# [Texto de origen]
La comida producida a gran escala ha sido fundamental en la estrategia económica y política global de bajar los precios de los alimentos. Para ilustrar este fenómeno vale una cifra: hacia principios del siglo 20, los estadounidenses gastaban 40% de sus ingresos en comida; al empezar el siglo 21, era menos del 10%. Lo mismo sucedió con la industria textil, haciendo que la ropa fuese cada vez más barata. De hecho, algunos especialistas han dicho que la economía estadounidese tiene a los pobres mejores vestidos.
El desafio, en realidad, es controlar la escala de los precios sin perder de vista otras variables, como la seguridad. Inclusive recientemente se ha descubierto que las empresas, y las fabricas en países emergentes que subcontratan, achican costos ahorrando en seguridad. El colapso de una fabrica textil en Dhaka, que mató a más de 1.100 personas, es un ejemplo. Pero también la poca conciencia ecológica de quienes producen alimentos, que terminan tirando cuerpos infectados y desperdicios en los ríos o la tentación de contratar a mano de obra ilegal, en negro, muchas veces de niños.

# [Material proporcionado]
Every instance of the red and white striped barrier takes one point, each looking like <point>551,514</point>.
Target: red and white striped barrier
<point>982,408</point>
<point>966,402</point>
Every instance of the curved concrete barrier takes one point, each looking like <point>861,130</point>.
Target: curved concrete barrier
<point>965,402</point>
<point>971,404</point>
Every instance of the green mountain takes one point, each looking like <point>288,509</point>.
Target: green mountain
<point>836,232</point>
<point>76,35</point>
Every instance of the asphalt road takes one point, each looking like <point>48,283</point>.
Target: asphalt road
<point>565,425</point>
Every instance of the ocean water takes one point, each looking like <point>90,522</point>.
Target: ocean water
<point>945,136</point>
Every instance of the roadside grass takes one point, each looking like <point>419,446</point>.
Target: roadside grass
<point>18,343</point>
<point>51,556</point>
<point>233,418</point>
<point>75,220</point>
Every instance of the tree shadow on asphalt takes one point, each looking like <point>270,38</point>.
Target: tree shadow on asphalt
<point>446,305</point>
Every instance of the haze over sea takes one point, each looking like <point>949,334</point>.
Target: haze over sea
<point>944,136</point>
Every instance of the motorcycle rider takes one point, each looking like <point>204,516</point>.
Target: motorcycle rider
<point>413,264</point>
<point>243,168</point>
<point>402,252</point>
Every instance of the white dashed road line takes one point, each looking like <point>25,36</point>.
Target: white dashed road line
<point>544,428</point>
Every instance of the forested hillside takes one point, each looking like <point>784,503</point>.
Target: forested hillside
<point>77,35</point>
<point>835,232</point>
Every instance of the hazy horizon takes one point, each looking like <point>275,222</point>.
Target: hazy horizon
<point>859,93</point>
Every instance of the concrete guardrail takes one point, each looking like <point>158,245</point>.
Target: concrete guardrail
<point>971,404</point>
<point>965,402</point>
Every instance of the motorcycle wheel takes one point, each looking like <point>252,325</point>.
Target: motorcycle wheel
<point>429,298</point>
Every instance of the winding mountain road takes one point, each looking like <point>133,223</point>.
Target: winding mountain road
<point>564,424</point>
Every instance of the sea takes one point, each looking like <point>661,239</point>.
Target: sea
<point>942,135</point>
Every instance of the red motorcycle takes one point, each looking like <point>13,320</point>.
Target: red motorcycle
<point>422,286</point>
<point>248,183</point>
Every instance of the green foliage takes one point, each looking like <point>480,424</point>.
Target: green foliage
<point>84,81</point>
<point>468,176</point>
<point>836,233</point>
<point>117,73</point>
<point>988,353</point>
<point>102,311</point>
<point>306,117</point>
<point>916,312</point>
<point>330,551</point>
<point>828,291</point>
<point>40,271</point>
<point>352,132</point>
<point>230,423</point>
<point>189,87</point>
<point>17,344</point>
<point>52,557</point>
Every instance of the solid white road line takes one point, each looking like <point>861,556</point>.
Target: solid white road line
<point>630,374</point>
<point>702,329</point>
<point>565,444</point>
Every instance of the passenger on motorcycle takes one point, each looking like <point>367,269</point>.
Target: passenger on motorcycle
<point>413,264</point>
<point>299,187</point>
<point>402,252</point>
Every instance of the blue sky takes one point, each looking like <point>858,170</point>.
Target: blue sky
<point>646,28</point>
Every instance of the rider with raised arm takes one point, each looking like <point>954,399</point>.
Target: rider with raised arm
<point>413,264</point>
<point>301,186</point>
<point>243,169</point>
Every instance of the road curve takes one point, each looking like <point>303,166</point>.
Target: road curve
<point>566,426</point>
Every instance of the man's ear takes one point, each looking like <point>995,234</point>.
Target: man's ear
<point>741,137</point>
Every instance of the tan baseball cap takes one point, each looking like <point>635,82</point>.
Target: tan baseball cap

* * *

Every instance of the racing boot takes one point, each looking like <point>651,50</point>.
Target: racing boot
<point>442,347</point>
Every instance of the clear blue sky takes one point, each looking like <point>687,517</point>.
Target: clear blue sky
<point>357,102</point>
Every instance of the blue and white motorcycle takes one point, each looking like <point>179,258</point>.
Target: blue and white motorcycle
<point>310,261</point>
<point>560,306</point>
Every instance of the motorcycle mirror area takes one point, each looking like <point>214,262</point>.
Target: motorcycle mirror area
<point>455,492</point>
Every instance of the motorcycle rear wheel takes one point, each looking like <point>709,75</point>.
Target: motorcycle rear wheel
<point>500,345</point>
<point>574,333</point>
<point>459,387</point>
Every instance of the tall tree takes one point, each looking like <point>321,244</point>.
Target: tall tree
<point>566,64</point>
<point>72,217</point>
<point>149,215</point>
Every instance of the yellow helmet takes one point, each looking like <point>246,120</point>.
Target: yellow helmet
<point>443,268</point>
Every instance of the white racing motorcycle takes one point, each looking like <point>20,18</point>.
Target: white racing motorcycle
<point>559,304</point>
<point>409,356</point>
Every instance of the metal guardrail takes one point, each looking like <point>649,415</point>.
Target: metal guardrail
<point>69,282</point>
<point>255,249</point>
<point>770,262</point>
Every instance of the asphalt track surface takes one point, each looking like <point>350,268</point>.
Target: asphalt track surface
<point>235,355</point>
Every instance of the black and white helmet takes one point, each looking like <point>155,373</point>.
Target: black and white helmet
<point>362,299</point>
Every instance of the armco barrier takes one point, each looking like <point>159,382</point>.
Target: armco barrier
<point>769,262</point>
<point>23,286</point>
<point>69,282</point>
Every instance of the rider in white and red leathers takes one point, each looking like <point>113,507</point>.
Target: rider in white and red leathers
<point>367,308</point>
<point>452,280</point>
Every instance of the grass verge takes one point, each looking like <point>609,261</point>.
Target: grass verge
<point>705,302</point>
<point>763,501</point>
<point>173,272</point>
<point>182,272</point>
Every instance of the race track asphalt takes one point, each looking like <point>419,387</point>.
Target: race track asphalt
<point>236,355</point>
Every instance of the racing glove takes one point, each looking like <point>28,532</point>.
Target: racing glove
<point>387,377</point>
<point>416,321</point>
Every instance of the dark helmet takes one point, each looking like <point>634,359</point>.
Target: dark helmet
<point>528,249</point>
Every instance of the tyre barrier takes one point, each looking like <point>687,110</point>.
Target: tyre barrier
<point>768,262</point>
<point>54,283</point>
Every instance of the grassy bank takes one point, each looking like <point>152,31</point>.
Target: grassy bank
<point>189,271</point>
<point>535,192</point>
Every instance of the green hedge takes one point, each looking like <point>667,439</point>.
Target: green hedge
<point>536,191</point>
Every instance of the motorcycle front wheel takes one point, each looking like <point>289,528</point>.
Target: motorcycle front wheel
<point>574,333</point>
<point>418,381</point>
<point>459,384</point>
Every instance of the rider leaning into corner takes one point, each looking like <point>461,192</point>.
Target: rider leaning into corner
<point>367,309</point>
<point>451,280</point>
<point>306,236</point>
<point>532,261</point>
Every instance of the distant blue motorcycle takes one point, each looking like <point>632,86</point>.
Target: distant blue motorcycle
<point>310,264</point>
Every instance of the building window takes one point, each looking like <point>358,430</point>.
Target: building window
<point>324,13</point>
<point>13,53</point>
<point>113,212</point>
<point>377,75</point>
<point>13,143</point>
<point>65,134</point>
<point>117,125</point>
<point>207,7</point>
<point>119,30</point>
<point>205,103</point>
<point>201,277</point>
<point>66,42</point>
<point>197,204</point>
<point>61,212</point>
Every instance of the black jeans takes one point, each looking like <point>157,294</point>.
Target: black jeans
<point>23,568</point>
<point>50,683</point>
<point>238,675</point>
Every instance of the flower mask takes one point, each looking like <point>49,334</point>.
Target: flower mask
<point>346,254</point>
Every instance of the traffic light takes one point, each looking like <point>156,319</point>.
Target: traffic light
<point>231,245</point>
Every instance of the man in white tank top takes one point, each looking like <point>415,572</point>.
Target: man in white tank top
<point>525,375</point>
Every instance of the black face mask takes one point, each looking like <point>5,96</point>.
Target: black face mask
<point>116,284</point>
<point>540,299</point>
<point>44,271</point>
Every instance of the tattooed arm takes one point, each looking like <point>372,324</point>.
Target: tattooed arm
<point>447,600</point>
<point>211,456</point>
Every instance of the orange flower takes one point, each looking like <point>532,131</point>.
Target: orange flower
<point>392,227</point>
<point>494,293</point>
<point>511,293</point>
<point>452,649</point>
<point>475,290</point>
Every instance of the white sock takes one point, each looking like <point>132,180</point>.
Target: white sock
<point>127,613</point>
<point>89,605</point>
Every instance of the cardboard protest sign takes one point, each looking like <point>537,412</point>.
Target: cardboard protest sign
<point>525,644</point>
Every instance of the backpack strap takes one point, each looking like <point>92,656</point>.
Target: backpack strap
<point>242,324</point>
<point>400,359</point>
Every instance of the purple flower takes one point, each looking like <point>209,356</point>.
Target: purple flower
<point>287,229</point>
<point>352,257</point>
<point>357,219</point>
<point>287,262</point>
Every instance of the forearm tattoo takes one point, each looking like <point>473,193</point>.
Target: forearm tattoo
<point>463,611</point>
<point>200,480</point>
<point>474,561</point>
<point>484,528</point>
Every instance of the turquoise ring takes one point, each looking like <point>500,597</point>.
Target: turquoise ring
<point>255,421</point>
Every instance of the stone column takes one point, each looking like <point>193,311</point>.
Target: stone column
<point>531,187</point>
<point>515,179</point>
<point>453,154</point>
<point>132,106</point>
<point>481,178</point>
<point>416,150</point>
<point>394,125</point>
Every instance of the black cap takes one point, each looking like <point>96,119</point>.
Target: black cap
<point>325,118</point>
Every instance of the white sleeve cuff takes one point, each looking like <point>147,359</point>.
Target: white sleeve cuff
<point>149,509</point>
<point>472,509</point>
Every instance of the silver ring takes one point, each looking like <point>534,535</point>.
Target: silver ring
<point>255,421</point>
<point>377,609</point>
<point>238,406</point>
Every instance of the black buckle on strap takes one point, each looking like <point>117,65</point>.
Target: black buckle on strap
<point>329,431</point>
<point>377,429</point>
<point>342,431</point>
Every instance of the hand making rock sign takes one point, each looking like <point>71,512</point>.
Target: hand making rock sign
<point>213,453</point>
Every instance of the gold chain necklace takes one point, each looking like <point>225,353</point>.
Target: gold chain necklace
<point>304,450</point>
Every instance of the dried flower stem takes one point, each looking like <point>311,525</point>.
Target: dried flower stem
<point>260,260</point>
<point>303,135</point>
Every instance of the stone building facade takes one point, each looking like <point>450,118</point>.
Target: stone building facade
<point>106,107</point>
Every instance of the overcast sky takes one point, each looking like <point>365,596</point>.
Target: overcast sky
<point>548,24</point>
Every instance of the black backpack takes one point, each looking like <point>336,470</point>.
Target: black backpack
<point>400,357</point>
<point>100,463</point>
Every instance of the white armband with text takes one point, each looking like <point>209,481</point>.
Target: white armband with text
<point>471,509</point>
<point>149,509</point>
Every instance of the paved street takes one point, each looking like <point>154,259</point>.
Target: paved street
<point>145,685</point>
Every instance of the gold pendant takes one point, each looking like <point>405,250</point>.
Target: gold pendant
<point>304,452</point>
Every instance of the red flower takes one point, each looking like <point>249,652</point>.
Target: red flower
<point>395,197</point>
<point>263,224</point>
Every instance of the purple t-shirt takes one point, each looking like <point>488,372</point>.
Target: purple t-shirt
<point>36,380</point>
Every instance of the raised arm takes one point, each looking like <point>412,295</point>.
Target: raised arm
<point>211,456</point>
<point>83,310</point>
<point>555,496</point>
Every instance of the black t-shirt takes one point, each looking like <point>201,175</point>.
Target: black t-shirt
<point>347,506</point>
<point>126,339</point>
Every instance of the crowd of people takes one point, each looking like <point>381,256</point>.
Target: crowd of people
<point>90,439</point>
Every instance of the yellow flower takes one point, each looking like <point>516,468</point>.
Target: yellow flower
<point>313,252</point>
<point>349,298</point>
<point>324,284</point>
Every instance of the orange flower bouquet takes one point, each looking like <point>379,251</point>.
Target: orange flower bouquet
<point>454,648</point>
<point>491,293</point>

# [Cómo resolverla]
¿Puedes continuar el texto sobre el abaratamiento de la comida y la ropa a partir de su última oración? Este material procede de otra fuente distinta.

# [Respuesta]
El consumidor ha cambiado, de alguna manera, y le preocupan estas cuestiones. Ya no se trata de conseguir todo al mejor precio sino de hacerlo responsablemente. Quieren saber que lo que comen es seguro y que su ropa no ha impactado negativamente en el mundo. ¿Cómo lograrlo? Es difícil. La variable precio-calidad sigue imperando y a los inversionistas les importa, más que cualquier otra cosa, la posibilidad de extraer ganancias. Sin embargo, el cambio de percepción de cara a la opinión pública está cambiando y las empresas responsables, que alineen sus estructuras para trabajar responsablemente, serán quienes sobrevivan.